* EXERCISE: From the line that includes "196L119 190L94 188V221L110" to the closing line of the data, please transcribe every line exactly and add nothing.

════════

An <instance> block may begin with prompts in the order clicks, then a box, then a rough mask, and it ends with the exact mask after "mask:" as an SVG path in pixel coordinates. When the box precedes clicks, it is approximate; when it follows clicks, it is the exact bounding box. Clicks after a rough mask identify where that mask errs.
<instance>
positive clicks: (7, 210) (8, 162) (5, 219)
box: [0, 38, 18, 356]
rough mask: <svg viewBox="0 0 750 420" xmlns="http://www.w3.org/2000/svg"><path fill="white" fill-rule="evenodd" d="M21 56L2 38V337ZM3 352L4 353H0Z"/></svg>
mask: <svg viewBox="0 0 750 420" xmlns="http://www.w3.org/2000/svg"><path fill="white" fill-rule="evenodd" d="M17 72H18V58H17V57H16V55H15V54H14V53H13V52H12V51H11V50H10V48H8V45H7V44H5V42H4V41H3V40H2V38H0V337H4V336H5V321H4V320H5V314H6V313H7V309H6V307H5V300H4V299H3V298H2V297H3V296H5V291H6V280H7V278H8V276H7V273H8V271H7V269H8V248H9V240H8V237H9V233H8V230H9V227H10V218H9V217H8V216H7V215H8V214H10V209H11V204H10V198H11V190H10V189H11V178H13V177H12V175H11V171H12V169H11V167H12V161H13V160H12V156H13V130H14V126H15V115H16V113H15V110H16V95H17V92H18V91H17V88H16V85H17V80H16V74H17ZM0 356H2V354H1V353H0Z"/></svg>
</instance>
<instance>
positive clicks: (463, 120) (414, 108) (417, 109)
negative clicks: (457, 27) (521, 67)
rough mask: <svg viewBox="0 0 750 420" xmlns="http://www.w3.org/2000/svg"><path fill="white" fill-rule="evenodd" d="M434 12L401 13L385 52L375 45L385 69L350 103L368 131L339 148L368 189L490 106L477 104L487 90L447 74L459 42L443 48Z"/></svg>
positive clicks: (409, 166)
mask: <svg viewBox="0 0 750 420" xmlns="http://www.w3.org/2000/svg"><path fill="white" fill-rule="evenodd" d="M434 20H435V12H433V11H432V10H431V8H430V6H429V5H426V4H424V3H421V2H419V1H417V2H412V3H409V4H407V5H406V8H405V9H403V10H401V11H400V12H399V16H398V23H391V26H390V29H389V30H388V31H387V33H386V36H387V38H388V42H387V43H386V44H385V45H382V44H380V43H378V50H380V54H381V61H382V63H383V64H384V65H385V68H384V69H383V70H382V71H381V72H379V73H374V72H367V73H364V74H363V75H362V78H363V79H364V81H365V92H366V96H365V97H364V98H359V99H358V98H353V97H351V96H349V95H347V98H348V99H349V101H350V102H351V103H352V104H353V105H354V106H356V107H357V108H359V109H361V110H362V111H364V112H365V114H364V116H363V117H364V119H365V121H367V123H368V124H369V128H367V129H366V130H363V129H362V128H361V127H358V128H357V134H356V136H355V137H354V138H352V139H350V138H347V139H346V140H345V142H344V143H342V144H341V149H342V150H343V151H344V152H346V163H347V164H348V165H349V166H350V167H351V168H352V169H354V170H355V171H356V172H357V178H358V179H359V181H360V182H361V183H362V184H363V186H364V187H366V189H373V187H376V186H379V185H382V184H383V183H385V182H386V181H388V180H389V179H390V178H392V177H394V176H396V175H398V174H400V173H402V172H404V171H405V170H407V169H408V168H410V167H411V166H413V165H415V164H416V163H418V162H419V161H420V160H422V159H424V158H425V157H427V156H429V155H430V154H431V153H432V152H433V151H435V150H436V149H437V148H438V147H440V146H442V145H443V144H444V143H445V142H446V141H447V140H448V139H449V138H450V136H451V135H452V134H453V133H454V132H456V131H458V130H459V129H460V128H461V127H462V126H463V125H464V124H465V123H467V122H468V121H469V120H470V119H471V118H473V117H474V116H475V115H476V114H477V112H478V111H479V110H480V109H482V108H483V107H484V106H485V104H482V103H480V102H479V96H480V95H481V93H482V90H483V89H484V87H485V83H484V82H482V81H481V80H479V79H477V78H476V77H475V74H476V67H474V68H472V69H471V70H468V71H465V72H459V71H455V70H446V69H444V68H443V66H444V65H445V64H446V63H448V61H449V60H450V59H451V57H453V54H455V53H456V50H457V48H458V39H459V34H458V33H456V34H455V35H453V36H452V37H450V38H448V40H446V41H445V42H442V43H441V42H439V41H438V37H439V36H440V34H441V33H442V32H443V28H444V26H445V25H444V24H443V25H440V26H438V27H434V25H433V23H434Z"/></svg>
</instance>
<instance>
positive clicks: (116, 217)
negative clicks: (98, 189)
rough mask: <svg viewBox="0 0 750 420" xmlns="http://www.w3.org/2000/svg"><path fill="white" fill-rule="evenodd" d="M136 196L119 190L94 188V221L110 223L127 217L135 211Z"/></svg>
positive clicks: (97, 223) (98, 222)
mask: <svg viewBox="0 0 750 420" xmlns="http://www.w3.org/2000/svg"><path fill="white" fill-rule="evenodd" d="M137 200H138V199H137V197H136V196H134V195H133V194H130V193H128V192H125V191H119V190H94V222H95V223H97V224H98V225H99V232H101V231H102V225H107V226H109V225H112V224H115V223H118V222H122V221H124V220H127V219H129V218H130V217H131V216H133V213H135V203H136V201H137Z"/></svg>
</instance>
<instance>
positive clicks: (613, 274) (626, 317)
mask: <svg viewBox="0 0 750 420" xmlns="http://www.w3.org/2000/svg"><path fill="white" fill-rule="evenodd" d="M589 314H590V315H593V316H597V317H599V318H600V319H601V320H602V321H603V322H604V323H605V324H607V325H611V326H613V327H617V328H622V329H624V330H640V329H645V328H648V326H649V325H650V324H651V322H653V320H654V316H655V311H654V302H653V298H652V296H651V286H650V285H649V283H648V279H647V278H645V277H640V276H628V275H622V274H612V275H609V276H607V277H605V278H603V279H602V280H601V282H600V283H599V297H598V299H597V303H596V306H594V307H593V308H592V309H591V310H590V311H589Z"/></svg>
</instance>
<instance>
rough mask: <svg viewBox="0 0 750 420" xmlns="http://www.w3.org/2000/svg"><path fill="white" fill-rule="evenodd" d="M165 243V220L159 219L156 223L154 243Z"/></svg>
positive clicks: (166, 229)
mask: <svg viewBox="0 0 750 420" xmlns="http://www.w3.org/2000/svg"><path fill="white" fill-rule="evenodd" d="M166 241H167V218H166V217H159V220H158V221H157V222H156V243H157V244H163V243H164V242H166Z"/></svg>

════════

* ANSWER BOX:
rough mask: <svg viewBox="0 0 750 420" xmlns="http://www.w3.org/2000/svg"><path fill="white" fill-rule="evenodd" d="M136 196L119 190L94 188V221L110 223L127 217L135 211Z"/></svg>
positive clicks: (97, 223) (98, 222)
mask: <svg viewBox="0 0 750 420" xmlns="http://www.w3.org/2000/svg"><path fill="white" fill-rule="evenodd" d="M137 200H138V199H137V197H136V196H134V195H133V194H130V193H128V192H125V191H119V190H94V222H95V223H97V224H98V225H99V232H101V231H102V225H107V226H109V225H112V224H115V223H118V222H122V221H124V220H127V219H129V218H130V217H131V216H133V213H135V203H136V201H137Z"/></svg>
</instance>
<instance>
positive clicks: (613, 274) (626, 317)
mask: <svg viewBox="0 0 750 420" xmlns="http://www.w3.org/2000/svg"><path fill="white" fill-rule="evenodd" d="M589 314H590V315H593V316H597V317H599V318H600V319H601V320H602V321H603V322H604V323H605V324H607V325H611V326H613V327H617V328H622V329H624V330H640V329H645V328H648V326H649V325H650V324H651V322H653V320H654V316H655V311H654V302H653V298H652V296H651V286H650V285H649V283H648V279H647V278H645V277H640V276H628V275H622V274H612V275H609V276H607V277H605V278H603V279H602V280H601V282H600V283H599V297H598V299H597V303H596V306H594V307H593V308H592V309H591V310H590V311H589Z"/></svg>
</instance>
<instance>
rough mask: <svg viewBox="0 0 750 420" xmlns="http://www.w3.org/2000/svg"><path fill="white" fill-rule="evenodd" d="M165 243V220L159 219L156 223L154 243Z"/></svg>
positive clicks: (166, 229)
mask: <svg viewBox="0 0 750 420" xmlns="http://www.w3.org/2000/svg"><path fill="white" fill-rule="evenodd" d="M166 241H167V218H166V217H159V220H158V221H157V222H156V243H157V244H163V243H164V242H166Z"/></svg>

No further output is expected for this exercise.